* _EXCERPTED PASSAGE_:
Begin
Monday, July 9, 2012

Selling Your Company Won't Make You Happy | Inc.com

Selling Your Company Won't Make You Happy | Inc.com:

A veteran of two acquisitions offers a reality check for fellow founders, reminding them they shouldn't be in the start-up game just for the payout.


As the traditional rhyme tells us, the heads of children on Christmas Eve generally dance with visions of sugar plums. For start-up founders, the equivalent dream is of acquisitions.
Stoked by media tales of quick and immensely lucrative exits a la Instagram andfrenzied home buying in Silicon Valley following Facebook's IPO, the fortune-making exit tantalizes even the most level-headed entrepreneur.

This is simple human nature, of course, and far be it from anyone who's ever bought a lottery ticket or ogled a sports car to judge others' dreams of fabulous wealth, but a founder that's himself a veteran of two acquisitions took to his blog recently to remind entrepreneurs that while daydreaming is healthy (research confirms this!), selling your start-up for a boatload of money won't make you happy and shouldn't be the sole focus of all your entrepreneurial efforts.
End
* _DATA EXCERPTS_:
Begin
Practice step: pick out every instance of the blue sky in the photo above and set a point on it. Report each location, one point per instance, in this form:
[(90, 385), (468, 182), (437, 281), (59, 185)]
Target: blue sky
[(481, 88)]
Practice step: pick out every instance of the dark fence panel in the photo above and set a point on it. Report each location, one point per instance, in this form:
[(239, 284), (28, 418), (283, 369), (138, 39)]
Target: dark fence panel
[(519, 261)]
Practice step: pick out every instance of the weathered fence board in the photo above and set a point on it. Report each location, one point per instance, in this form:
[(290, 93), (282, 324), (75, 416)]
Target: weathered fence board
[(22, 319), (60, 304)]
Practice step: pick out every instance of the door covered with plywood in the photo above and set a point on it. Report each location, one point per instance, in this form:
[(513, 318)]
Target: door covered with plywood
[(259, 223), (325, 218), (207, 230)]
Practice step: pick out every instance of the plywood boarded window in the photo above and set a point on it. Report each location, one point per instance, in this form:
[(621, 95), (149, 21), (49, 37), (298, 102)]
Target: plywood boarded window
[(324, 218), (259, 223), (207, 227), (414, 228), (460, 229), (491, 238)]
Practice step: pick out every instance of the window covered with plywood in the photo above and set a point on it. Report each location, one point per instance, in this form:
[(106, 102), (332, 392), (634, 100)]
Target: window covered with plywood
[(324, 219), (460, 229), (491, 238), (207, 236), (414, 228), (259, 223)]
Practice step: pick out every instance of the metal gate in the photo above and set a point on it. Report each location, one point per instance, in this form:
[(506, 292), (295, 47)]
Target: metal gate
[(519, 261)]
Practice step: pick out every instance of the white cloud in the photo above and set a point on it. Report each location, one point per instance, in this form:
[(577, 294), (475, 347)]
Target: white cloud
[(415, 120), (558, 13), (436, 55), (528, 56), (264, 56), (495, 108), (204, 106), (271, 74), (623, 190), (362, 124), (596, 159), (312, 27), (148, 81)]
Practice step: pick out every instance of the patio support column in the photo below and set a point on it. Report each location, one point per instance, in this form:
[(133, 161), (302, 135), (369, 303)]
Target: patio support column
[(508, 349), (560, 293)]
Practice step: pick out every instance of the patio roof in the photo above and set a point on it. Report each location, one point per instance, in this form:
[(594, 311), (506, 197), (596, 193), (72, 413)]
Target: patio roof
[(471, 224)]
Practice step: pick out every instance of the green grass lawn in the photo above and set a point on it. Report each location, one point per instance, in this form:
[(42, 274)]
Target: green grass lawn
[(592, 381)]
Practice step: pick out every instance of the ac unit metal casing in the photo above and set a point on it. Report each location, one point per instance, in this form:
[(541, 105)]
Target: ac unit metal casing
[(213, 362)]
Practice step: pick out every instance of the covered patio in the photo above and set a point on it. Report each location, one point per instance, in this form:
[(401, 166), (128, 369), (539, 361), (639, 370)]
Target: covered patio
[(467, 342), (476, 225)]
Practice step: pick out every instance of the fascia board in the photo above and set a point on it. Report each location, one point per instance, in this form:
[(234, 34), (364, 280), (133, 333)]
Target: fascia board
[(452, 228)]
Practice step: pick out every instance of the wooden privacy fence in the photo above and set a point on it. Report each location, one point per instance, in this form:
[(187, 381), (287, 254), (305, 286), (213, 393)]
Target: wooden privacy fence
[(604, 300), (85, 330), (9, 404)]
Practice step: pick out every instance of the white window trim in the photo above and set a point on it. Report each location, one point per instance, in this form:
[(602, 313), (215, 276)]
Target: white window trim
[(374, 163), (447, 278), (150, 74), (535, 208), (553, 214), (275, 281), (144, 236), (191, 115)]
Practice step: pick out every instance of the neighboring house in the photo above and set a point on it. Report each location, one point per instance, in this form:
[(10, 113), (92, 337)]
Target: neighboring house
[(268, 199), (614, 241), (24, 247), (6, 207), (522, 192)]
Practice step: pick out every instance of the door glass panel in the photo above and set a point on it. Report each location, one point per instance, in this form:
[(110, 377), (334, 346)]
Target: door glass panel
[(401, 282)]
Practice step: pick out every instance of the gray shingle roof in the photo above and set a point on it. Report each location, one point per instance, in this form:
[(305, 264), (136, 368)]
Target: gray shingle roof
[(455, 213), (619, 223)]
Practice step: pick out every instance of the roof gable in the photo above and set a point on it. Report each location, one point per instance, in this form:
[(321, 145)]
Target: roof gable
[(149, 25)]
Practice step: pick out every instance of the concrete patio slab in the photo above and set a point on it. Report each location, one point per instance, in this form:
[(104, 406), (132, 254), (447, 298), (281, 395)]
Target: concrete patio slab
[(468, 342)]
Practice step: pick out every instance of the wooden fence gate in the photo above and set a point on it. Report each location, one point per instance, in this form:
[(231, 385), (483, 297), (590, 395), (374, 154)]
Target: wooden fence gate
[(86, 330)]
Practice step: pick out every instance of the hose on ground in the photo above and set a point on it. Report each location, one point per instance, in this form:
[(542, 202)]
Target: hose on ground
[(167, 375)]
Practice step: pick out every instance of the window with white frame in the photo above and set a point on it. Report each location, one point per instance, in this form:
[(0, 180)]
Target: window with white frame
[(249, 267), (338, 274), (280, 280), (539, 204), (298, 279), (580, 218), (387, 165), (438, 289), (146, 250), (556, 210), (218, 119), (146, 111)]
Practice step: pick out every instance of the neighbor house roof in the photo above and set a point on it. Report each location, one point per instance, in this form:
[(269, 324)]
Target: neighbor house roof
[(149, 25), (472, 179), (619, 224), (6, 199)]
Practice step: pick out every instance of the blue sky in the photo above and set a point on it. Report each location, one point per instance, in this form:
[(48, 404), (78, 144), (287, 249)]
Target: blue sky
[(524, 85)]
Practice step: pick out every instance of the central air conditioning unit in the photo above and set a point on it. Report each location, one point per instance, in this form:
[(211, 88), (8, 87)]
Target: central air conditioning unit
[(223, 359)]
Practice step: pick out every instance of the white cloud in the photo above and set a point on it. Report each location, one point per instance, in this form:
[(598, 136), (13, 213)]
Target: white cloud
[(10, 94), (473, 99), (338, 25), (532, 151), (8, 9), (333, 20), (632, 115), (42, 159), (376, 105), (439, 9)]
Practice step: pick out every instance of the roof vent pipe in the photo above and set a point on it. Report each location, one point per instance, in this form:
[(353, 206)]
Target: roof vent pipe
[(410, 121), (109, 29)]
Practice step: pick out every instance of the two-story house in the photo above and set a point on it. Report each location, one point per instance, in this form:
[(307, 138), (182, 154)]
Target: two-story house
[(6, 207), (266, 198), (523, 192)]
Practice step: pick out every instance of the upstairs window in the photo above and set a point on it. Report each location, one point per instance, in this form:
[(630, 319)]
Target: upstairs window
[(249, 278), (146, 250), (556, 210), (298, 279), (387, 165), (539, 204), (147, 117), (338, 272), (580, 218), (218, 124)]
End
* _YOUR OBJECTIVE_: Name every company or website that the article on selling a start-up mentions by name.

* _RESULT FOR THIS EXERCISE_: Inc.com, Instagram, Facebook